EXERCISE REQUIREMENTS: An exact copy of all the lines below is required, with every image left out.

[DATA EXTRACT — start]

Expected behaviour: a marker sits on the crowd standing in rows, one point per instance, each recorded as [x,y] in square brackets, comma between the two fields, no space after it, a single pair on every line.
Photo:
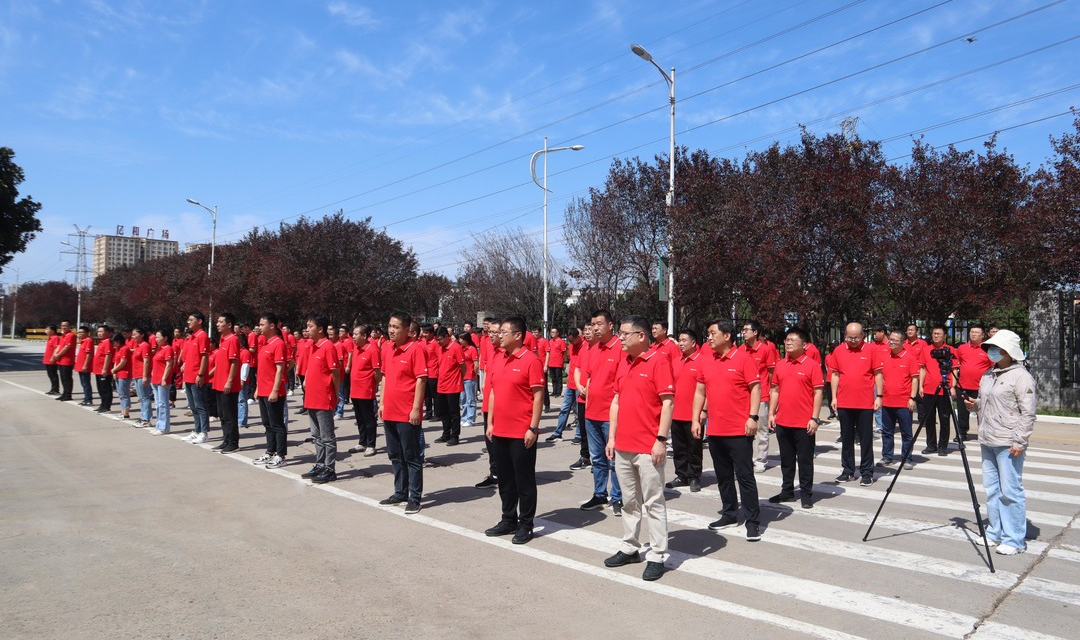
[633,391]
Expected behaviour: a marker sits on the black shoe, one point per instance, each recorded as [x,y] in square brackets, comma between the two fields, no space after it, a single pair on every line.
[503,528]
[487,482]
[620,558]
[524,534]
[725,522]
[313,472]
[327,476]
[652,571]
[594,503]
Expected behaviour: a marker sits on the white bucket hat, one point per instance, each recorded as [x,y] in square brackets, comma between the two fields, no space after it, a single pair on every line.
[1009,342]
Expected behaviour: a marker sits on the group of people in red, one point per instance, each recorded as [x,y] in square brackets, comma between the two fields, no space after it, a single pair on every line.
[634,390]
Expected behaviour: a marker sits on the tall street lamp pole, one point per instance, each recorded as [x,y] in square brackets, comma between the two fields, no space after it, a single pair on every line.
[210,268]
[670,79]
[532,168]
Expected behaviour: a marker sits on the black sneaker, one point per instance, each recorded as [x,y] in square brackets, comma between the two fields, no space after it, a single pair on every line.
[594,503]
[327,476]
[487,482]
[620,558]
[503,528]
[725,522]
[652,571]
[524,534]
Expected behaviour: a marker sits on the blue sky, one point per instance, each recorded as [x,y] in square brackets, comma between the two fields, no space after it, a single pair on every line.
[423,116]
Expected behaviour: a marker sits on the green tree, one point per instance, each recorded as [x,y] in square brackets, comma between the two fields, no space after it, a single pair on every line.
[18,217]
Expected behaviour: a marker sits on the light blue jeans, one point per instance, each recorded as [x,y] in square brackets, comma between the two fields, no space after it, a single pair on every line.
[161,399]
[1006,505]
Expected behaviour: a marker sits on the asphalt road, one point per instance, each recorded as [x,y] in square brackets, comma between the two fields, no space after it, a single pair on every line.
[109,532]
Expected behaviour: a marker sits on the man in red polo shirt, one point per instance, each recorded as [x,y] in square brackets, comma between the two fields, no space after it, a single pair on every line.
[365,375]
[514,405]
[765,355]
[449,385]
[687,450]
[973,363]
[602,368]
[730,384]
[935,405]
[900,375]
[227,382]
[405,380]
[320,398]
[794,405]
[640,420]
[856,393]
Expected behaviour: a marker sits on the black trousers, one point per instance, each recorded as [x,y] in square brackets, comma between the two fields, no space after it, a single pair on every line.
[448,408]
[932,409]
[856,424]
[733,462]
[363,409]
[273,422]
[962,414]
[105,391]
[66,380]
[516,470]
[556,380]
[796,448]
[227,409]
[688,451]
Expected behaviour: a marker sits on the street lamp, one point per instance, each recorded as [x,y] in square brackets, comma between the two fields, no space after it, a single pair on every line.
[532,168]
[670,79]
[210,268]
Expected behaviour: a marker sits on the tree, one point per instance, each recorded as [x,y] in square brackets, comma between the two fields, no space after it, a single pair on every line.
[18,217]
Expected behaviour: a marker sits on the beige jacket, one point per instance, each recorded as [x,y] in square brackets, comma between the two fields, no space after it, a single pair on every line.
[1006,407]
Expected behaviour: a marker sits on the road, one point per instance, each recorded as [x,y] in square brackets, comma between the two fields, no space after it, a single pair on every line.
[109,532]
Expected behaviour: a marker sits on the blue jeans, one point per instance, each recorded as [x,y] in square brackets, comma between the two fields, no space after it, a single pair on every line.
[145,393]
[891,416]
[569,403]
[603,468]
[469,403]
[1006,505]
[197,402]
[161,399]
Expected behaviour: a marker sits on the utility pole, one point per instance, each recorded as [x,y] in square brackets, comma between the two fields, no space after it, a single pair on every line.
[81,270]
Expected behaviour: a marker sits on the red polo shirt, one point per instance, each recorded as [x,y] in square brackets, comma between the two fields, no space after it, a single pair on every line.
[269,356]
[194,346]
[795,381]
[365,362]
[642,383]
[515,378]
[898,370]
[602,368]
[319,390]
[686,384]
[973,364]
[728,380]
[449,368]
[855,368]
[228,352]
[402,366]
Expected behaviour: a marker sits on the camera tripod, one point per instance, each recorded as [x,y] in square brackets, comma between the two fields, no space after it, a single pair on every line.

[DATA EXTRACT — finish]

WRITTEN ANSWER:
Expected behaviour: a marker sits on the crowd standing in rows, one point per instance, each recorded as [x,y] in square brackets, comma between the two fields, no space after it, a single pair on every line.
Photo:
[633,391]
Expected behaviour: a marker sits on the black shoe, one point per instance, each recorded as [x,y] in square brackets, comma between the two fields, no space after it, a single pair on every line.
[503,528]
[487,482]
[620,558]
[524,534]
[725,522]
[313,472]
[327,476]
[652,571]
[594,503]
Expected behaviour: a marker sits on the white bucket hat, one point per instance, each recorded as [x,y] in square brackets, comma between the two fields, no space after it, a single pair on every line.
[1009,342]
Expected behaviour: a marker sits on the group of people in red, one point per instance, each recorded as [x,y] in square brackets, comma between the two fields, no space after it, a single pair on every line.
[634,390]
Expected behaviour: a marker sits on the tall street lamp pole, one point per instance, each recorded as [x,y] in square brackets, comma between the two fields, no space after it, a single pair on every line.
[210,268]
[670,79]
[532,168]
Expected behaviour: a marker sits on the black sneaker, one point per instance, each recorded as [x,y] in square brackets, comma between the two fields, no space after it, a single pair on every line.
[594,503]
[327,476]
[487,482]
[620,558]
[503,528]
[725,522]
[652,571]
[524,534]
Expected behaviour: a marker sits on the blue sky, one point per instance, each recorded as [x,y] in square brackets, comma between the two fields, no space after it, a single pair on every line.
[423,116]
Expected behaviour: a marker sits on the green tree, one point per instance, each recorded as [x,y] in square brackets, comma between the two fields, no space after it, a single pair on every line.
[18,217]
Expected behaviour: a marker sits on the light blue jeans, one point per instance, each recorded as [x,y] in square brackets, comma between the two fields, no space after it, a single pair on every line.
[161,399]
[1006,505]
Expected behaviour: a marker sits on the asphalt road, one point per instance, each recorded as [x,y] in square brackets, comma between the two fields, no space after it, a single pair on every line.
[109,532]
Expected behaviour: a marker sits on the man in red polo shirt, one point per instance, each recorded as [x,y] in square brackets, comma between the two fields, no space after it, a single pair on every line.
[365,375]
[514,405]
[765,355]
[449,385]
[687,450]
[973,363]
[602,368]
[730,384]
[935,405]
[900,375]
[227,382]
[405,380]
[320,398]
[794,405]
[640,420]
[856,393]
Expected behaviour: a marker sits on the black trousers, one point per instance, each recorded as [x,y] in square brackets, comma between the two fields, no space after it, a single pair on every line.
[448,408]
[932,409]
[856,424]
[733,462]
[363,409]
[273,422]
[962,414]
[105,391]
[66,380]
[516,470]
[556,380]
[796,448]
[227,409]
[688,451]
Expected behaviour: a marker sits on the street lamp, one point per instance, each recorded as [x,y] in square brackets, comma between the two fields, no space after it, a single pair on every line.
[532,168]
[670,79]
[210,268]
Expected behaviour: a marker sits on the tree, one point per instance, each recorded as [x,y] in square brackets, comma between the two fields, no space after it, a single pair on every line.
[18,217]
Expected behaviour: a marker sits on the beige jacket, one point per instance, each recorded as [x,y] in square brackets, comma between the two fields, no space after it, a single pair on every line.
[1006,407]
Expected behaviour: a marker sits on the road, one point per instance, each recorded as [x,y] in square brackets, comma between the two fields, no space after it, a single pair on every line.
[109,532]
Expected behaviour: a marker sits on the blue jeans, one point per instance, each recorded as [x,y] in square brackets, comma between the two fields, no space after it, a single pair on every line.
[145,393]
[891,416]
[569,403]
[603,468]
[469,403]
[1006,505]
[197,402]
[161,399]
Expected behaviour: a marker sits on the utility pole, one point per instance, each recorded as [x,y] in square brackets, comma between the two fields, no space after it, a single pair on every line.
[81,270]
Expected behaviour: a marker sits on the red polo shirt, one point per instance, each recorded as [x,y] in square brackets, comma between the two fields, no space after it, a single pair on every line.
[269,356]
[194,346]
[795,381]
[365,362]
[642,383]
[515,378]
[898,370]
[602,368]
[319,390]
[686,384]
[973,364]
[728,380]
[449,368]
[855,368]
[228,352]
[402,366]
Expected behaviour: a marker sits on the camera tripod, one point per instance, each recorded as [x,y] in square brackets, comma between the two fields, no space after it, a single pair on every line.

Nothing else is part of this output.